» TEXT SEGMENT:

__________

# Male Brain development



## Denise1952 (Mar 9, 2015)




----------



## jujube (Mar 9, 2015)

When my nephew was about three, my sister took him into a public restroom to do his business.  When he was through, she decided to go ahead and pee, too.  "No, Mommy," he protested, "I want to you to pee sthanding up like me!"

"Honey, you know Mommy can't do that. Mommy doesn't have a penis."

"Oh, right....boys have penuthes, girls have bwains (brains)!"  

Heaven knows where he had heard that, but we bring it up at all family gatherings.  We'll probably still be telling that story at his 50th birthday party.


----------



## Denise1952 (Mar 9, 2015)

OMG, that is hilarious!! I never heard that before, what a hoot


----------



## jujube (Mar 9, 2015)

Sis called me up one day and asked, "Do you think my son is a pervert?"  She said he had (again, he was about 3) gone up to a grandmother who was picking up her granddaughter at the day care center and asked her if she wanted to see his penis.  When she didn't immediately answer, he apparently decided that she was, indeed, highly interested and pulled his pants down to show her.

I assured her that, no, he wasn't a pervert but that he was so happy about this multi-purpose plaything he had he wanted to share his joy with the world.  I told her if he was still doing that at 20, then she could start worrying.


----------



## Denise1952 (Mar 9, 2015)

I laughed all the way through your post jujube, omg that was funny!!  Lil guys and their dingalings  Oh well, you were right about if he's still flashin it to unsuspecting folks when he's 20, LOL!  I can just hear some elderly lady saying "well now, isn't that nice dear", LOL!!


----------



## AZ Jim (Mar 9, 2015)

Well at my school, when I was about 7 there was a girl we called "Dirty Beverly".  She would take boys behind the big incinerator and show us her equipment.  It was my first viewing of "it".


----------



## Denise1952 (Mar 10, 2015)

Thank you for sharing Jim, it's never too early to start learning.  Did you just run, or did you scream first, then run? LOL!


----------



## Shirley (Mar 10, 2015)

My little Bubba just started wearing big boy underwear. He is so proud. He pulls his pants out and says, "See, Mamma. Pee pee."


----------



## Denise1952 (Mar 10, 2015)

__________

» INFORMATION SUPPLIED:
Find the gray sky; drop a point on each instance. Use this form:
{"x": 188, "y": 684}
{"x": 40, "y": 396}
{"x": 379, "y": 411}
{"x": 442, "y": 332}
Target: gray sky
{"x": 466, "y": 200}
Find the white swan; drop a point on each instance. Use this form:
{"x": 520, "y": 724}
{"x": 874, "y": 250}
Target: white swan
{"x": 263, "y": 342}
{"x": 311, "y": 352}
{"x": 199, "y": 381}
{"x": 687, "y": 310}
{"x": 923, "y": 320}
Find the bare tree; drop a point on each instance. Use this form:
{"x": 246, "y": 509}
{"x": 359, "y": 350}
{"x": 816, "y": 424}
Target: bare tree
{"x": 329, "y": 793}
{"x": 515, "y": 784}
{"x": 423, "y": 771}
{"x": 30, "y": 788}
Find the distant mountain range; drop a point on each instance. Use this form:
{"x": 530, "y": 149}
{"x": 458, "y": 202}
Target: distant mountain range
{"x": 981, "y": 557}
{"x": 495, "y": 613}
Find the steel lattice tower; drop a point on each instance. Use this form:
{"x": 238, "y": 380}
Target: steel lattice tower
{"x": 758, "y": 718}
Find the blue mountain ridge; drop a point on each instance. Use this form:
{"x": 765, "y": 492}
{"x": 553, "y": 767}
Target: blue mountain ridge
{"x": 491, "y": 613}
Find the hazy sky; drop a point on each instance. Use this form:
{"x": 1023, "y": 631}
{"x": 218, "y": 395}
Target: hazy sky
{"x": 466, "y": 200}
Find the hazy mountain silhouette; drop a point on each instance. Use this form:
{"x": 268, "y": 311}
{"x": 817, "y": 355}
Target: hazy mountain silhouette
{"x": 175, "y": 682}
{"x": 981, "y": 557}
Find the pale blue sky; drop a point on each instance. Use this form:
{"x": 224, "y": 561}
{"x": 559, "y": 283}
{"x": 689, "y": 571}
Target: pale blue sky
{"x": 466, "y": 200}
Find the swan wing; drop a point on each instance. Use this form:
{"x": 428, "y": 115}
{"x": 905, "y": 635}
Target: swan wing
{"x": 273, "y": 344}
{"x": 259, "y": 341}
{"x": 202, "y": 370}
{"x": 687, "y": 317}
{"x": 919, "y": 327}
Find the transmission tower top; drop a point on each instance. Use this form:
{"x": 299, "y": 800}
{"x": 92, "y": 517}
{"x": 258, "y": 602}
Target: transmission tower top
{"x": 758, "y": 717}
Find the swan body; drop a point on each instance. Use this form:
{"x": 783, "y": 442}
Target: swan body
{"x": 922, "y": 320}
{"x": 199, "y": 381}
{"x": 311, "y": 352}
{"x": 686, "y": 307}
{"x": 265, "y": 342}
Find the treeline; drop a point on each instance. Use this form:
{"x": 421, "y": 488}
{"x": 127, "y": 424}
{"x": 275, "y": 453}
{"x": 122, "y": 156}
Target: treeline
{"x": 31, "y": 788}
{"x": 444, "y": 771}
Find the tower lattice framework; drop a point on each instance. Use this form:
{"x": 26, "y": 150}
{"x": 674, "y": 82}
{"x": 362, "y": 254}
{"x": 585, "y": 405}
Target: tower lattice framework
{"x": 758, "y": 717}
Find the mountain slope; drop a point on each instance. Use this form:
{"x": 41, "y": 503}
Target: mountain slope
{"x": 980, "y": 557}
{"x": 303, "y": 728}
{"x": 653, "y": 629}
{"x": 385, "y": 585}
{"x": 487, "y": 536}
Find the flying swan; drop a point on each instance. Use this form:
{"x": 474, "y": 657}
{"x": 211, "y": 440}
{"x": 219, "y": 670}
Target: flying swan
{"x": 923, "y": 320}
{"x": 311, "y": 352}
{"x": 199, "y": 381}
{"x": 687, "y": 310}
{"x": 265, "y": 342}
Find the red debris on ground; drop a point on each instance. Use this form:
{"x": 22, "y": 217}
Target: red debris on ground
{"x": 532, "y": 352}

__________

» DESCRIPTION OF THE TASK: Copy the forum thread word for word between "Heaven knows where" and "50th birthday party.", inclusive.

» WRITTEN SOLUTION:
Heaven knows where he had heard that, but we bring it up at all family gatherings.  We'll probably still be telling that story at his 50th birthday party.